__EXERCISE SET__.
A. According to the text about Lupin in Japan, how many DPC hospitals were there in 2011?
B. Please pick up the text about Lupin in Japan after its final sentence and continue it.

__TEXT SHOWN__.
────────────────
After 6 years of having entered the Japanese market, Lupin is one of the few global generic majors and the only Indian pharmaceutical player having a significant presence in Japan.
Almost all Japanese citizens are covered through National Health Insurance (NHI) which is funded by the Government. Increased health insurance burden has propelled the Government to promote the adoption of generic medicines in the market. These measures have resulted in creating strong growth opportunities for generic pharmaceutical players.
As one of the measures, the Japanese government introduced a fixed fee based system at designated hospitals known as DPC Hospitals. Of the total USD 110 billion market, the DPC market contributes about USD 11 billion, of which the injectables market alone accounts for USD 9 billion. The number of hospitals has been increasing consistently over a period of time, from 359 in 2006 to 1,449 hospitals in 2011. DPC hospitals cover approximately 35% of all hospital beds (representing 17% of the total hospitals nationwide). The DPC hospitals are managed under a “fixed-rate” payment reimbursement system providing incentives to use generics. This has resulted in higher generic penetration in DPC hospitals at approximately 12% in value terms as compared to about 9% overall.
────────────────
Saved data entries:
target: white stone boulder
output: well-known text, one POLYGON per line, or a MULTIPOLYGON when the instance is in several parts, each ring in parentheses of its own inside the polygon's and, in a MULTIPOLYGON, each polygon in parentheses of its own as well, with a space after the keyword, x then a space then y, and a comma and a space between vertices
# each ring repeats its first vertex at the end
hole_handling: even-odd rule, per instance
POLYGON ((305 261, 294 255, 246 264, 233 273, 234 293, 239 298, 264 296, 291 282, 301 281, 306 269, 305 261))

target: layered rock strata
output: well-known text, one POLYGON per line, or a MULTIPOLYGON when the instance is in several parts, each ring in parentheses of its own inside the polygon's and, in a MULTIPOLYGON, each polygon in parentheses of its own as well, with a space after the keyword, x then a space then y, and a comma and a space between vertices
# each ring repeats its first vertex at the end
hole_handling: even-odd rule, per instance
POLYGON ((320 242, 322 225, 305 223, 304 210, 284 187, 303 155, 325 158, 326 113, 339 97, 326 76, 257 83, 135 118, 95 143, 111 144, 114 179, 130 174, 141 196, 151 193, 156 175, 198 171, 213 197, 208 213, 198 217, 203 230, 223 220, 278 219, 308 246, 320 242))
────────────────
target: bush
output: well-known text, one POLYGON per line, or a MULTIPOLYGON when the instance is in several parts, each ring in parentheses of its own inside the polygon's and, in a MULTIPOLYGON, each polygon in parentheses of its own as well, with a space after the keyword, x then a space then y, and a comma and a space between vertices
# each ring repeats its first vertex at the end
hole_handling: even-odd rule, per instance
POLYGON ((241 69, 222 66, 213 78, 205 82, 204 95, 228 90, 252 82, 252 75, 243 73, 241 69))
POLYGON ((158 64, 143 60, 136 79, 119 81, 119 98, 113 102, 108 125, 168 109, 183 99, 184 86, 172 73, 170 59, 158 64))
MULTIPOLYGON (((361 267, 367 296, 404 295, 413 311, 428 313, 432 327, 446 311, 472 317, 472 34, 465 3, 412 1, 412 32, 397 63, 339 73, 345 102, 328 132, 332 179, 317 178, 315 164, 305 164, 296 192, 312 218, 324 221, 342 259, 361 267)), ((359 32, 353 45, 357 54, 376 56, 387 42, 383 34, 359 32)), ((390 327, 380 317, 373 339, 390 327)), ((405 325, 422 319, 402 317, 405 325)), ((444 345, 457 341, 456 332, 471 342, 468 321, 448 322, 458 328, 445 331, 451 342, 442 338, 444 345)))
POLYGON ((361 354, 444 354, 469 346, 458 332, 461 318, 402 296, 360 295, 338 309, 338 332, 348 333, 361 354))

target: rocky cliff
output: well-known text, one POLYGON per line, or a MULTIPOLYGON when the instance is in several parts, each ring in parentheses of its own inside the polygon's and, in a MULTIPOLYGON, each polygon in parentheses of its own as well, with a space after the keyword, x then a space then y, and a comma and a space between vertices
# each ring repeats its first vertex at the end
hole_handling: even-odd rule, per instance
────────────────
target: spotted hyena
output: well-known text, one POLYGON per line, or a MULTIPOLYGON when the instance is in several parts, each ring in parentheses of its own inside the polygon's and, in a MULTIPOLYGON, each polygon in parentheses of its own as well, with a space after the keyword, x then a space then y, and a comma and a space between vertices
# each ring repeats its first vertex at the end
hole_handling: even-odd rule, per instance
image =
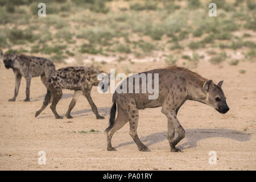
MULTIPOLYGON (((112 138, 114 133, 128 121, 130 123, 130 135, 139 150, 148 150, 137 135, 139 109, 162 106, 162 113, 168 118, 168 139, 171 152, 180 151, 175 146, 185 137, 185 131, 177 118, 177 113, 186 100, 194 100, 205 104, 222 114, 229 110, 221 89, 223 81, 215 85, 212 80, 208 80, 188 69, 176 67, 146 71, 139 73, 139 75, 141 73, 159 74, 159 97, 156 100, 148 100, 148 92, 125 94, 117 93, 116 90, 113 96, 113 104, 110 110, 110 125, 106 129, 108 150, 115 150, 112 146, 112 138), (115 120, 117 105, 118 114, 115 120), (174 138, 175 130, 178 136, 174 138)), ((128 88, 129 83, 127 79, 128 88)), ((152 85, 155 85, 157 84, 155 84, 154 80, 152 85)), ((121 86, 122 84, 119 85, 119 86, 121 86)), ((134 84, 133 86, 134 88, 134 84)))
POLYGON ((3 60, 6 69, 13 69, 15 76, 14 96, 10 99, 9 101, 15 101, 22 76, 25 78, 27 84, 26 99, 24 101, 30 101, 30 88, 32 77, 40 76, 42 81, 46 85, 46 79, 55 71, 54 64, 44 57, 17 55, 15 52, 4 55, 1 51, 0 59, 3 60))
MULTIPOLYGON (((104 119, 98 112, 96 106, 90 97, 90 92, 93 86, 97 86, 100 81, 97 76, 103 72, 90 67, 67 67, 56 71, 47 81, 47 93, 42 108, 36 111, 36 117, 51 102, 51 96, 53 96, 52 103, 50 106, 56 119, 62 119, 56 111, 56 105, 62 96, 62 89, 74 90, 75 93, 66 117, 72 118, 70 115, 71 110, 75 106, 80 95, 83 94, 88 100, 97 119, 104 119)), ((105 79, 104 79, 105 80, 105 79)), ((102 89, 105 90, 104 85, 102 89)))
────────────────
__EXPECTED RESULTS__.
A. 1,449

B.
Lupin operates in Japan through its subsidiary, Kyowa Pharmaceutical Industry Co., Ltd. (Kyowa). Kyowa is a market leader in the generics space and has over the years built a strong presence in the Neurology, Cardiovascular, Gastroenterology and the Respiratory therapy segments. Kyowa is one of the fastest growing Japanese generics company and has grown on a sustained basis, outperforming the Japanese generics market. It is today one of the most profitable generic companies in Japan. During the year Kyowa launched 11 new products and now has a portfolio of 283 products. The Company filed applications for 7 new products during the year. In order to meet the growing demand, Kyowa has initiated construction of a new facility at its Sanda site.
During the year, Kyowa consolidated its presence in the Japanese market by acquiring I'rom Pharmaceutical Co., Ltd (IP), a niche injectables company with significant presence in the DPC hospital segment. IP is in the business of manufacturing and marketing injectable products, mainly ampoules and bags. It is headquartered in Tokyo with a manufacturing base at Atsugi, Kanagawa Prefecture. The IP marketing team covers roughly about 80% of the DPC hospitals in the country.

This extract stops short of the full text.